▽
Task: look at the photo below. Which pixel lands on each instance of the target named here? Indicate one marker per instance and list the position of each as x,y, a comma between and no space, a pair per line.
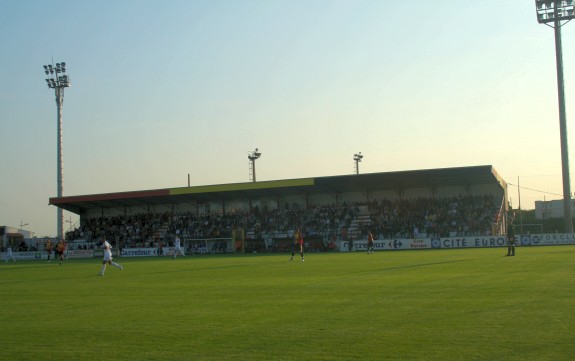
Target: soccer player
108,257
298,244
9,254
60,249
510,238
370,246
178,248
48,247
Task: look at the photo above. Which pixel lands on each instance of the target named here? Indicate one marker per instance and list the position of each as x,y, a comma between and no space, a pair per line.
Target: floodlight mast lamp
252,157
58,80
555,14
357,158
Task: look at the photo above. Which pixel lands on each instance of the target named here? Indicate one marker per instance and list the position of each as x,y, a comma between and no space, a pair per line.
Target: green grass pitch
464,304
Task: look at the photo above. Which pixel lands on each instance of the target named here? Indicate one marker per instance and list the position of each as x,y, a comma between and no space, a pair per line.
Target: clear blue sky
161,89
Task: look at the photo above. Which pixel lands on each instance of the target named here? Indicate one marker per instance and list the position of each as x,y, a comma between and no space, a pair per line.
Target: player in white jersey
108,257
9,254
178,248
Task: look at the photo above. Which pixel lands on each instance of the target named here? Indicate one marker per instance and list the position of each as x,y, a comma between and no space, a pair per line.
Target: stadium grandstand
262,216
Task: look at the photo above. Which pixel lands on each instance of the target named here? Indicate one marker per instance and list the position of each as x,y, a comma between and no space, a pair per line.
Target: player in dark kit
297,244
510,238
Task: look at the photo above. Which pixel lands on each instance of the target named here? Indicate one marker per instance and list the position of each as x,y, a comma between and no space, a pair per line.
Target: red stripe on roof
111,196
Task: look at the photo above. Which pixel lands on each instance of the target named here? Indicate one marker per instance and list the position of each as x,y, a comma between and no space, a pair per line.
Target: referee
510,237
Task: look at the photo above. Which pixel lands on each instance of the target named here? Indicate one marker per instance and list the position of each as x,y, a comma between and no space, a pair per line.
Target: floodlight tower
357,158
252,157
555,14
58,80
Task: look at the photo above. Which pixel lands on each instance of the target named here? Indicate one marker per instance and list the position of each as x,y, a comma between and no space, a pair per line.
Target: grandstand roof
429,178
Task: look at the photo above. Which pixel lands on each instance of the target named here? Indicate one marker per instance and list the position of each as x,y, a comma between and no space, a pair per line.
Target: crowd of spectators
444,217
322,224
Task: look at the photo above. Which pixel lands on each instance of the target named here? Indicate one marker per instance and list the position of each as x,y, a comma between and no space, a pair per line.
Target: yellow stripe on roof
243,186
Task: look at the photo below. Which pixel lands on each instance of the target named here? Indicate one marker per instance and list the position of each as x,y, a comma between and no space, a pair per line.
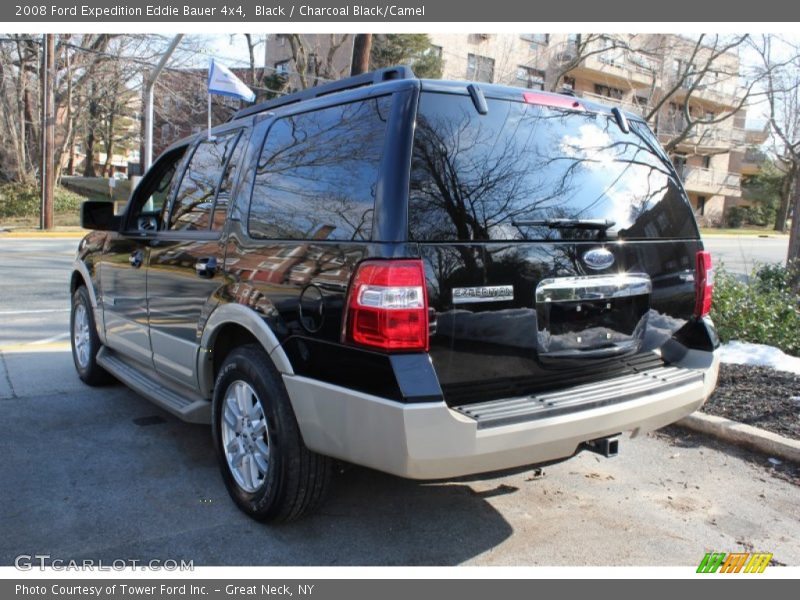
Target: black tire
297,479
90,373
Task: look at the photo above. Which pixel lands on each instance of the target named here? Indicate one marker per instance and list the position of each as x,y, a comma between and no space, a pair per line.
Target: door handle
206,267
136,258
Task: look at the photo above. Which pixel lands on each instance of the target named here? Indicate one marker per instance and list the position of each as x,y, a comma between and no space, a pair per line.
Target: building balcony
626,69
717,95
711,182
715,136
633,107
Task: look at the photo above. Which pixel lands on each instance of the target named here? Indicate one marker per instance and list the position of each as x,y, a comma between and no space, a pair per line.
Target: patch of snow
759,355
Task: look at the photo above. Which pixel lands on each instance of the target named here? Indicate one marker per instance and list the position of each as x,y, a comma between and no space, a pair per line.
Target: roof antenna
621,120
478,99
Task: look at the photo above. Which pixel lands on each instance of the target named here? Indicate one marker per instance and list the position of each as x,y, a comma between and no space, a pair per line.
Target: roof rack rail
371,78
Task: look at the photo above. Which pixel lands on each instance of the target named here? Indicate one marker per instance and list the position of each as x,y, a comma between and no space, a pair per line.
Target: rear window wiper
601,224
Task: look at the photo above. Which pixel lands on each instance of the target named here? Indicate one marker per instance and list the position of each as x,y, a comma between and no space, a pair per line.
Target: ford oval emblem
598,259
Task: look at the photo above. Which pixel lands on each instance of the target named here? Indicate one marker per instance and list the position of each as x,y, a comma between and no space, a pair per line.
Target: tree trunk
49,135
362,45
88,167
782,214
793,255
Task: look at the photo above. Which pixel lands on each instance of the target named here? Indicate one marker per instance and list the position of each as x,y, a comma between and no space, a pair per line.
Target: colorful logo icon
735,562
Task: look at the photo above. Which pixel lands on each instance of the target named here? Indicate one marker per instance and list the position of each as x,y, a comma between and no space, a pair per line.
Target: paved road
34,305
741,253
102,473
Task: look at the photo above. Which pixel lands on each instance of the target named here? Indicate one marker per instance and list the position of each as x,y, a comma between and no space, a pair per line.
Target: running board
155,388
580,397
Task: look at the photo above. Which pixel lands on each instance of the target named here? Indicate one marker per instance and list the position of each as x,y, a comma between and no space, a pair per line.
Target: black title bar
398,11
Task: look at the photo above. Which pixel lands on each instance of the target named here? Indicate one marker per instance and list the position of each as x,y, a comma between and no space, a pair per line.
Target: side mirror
99,215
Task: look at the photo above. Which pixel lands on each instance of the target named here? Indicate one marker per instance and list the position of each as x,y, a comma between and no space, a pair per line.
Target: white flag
222,81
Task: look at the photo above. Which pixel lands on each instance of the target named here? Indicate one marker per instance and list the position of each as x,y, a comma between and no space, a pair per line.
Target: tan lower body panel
431,441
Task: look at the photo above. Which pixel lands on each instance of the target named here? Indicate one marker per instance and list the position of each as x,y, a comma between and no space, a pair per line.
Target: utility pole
149,84
362,45
48,131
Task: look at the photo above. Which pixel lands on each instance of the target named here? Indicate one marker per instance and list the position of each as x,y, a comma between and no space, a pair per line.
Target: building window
434,50
701,205
540,39
610,52
679,162
608,92
530,78
311,64
480,68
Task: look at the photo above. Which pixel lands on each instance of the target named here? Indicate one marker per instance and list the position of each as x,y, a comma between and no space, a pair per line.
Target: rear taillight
387,306
703,284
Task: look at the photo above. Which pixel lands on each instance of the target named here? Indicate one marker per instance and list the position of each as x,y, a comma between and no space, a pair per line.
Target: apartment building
641,73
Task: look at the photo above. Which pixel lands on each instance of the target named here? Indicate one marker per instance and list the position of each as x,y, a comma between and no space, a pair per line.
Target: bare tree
317,62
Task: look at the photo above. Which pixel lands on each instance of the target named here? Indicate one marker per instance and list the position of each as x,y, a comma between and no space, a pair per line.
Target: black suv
429,278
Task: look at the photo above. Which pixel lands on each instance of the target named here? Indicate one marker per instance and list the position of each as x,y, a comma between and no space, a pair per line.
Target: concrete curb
740,434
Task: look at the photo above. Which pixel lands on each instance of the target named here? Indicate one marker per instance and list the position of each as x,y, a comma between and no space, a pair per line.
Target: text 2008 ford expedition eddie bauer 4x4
429,278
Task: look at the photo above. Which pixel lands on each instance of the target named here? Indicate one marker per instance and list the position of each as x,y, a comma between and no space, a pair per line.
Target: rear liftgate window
317,174
483,177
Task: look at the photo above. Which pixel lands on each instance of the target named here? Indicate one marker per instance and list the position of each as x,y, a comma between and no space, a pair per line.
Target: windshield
487,177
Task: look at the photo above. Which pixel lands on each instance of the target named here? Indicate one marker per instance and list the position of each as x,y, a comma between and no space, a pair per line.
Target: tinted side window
317,174
195,200
226,185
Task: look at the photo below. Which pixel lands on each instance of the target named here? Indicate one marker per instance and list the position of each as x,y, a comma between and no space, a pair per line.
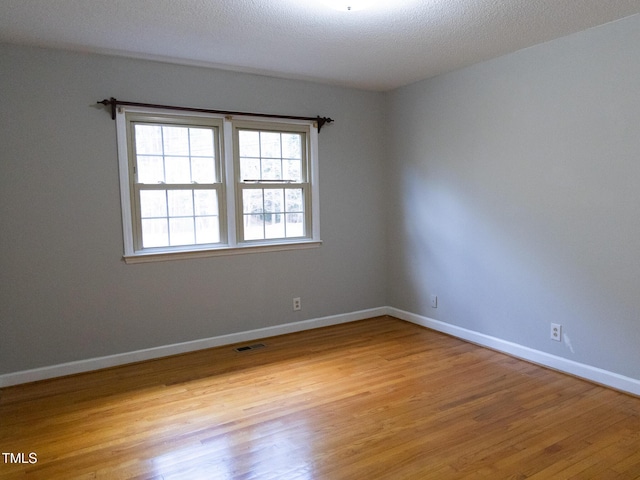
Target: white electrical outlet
434,301
556,332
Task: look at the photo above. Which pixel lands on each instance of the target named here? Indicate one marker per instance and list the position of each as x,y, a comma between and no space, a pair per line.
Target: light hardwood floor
375,399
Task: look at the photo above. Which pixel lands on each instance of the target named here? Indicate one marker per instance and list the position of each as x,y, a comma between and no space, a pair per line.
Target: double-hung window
200,185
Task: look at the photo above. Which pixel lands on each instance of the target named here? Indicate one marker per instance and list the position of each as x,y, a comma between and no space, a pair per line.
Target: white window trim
232,246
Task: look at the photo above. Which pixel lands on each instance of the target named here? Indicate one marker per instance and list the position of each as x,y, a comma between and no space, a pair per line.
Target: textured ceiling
380,48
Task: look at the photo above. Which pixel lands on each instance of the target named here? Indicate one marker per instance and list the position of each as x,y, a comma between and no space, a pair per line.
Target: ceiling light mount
349,5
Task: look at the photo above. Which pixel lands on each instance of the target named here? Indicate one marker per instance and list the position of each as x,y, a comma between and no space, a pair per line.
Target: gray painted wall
509,189
66,294
515,197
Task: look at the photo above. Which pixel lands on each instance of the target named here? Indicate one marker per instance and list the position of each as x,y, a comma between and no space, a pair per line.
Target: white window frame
229,202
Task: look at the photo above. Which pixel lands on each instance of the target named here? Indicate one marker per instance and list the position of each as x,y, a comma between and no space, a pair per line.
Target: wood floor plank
379,398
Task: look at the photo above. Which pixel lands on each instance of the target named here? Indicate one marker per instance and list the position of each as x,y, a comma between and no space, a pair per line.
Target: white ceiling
380,48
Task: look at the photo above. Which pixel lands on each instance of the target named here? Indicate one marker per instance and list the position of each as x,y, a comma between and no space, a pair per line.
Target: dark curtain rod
114,103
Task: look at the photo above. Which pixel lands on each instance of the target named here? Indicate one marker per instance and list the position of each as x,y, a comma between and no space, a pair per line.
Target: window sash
195,216
228,187
269,184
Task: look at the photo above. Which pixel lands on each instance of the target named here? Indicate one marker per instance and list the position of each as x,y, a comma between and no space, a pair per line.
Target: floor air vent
246,348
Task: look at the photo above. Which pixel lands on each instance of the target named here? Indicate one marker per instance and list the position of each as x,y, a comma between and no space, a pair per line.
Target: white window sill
146,257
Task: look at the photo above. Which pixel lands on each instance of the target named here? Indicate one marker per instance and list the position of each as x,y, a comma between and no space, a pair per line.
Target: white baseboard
98,363
593,374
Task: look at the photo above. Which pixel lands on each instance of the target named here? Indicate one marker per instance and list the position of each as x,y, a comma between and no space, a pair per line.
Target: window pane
181,231
176,140
271,170
252,201
154,233
270,145
207,230
177,170
153,203
150,169
274,225
203,170
148,139
273,200
294,200
201,142
250,169
205,202
294,224
253,227
180,203
249,143
292,145
292,170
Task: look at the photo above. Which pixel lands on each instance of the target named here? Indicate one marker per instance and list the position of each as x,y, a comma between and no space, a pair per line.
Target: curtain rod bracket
320,121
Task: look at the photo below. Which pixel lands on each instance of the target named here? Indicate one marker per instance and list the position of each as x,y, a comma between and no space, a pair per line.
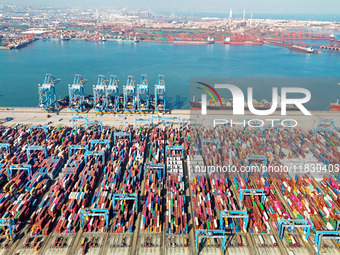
△
> _Directions for this task_
Repeat each line word for word, from the one with "Target: white window sill" down to the last line of the data, and keep the pictures out of it.

> _Answer section_
Target: white window sill
146,257
Task: look at the photo above. Which pixel lands on each instance of the target named here? Indicate one marker per instance and list the position of each as x,y, a comma between and no space, a pair per line.
Target: white baseboard
98,363
593,374
Task: look at the photo above. Which pixel lands on each instance of the target named here? Indicate one marker per instance and list the position of each as x,y, a comma between and no space, a pair per line.
Target: window pane
181,231
176,140
271,170
252,201
154,233
270,145
207,230
177,170
153,203
150,169
274,225
203,170
148,139
273,200
294,200
201,142
250,169
205,202
294,224
253,227
180,203
249,143
292,145
292,170
Task: look at the photo above. Which pixel lands on each instance of the target named here? Indicate one marker per instance and list the position of each as x,y, a comma between and no space, a pair per line.
Target: curtain rod bracket
320,121
Task: look at the photo below. Which pixel lands on each instance of the target named here? Indicate one marker per instance and list the position of each as x,y, a comma between and no space, a pair per line.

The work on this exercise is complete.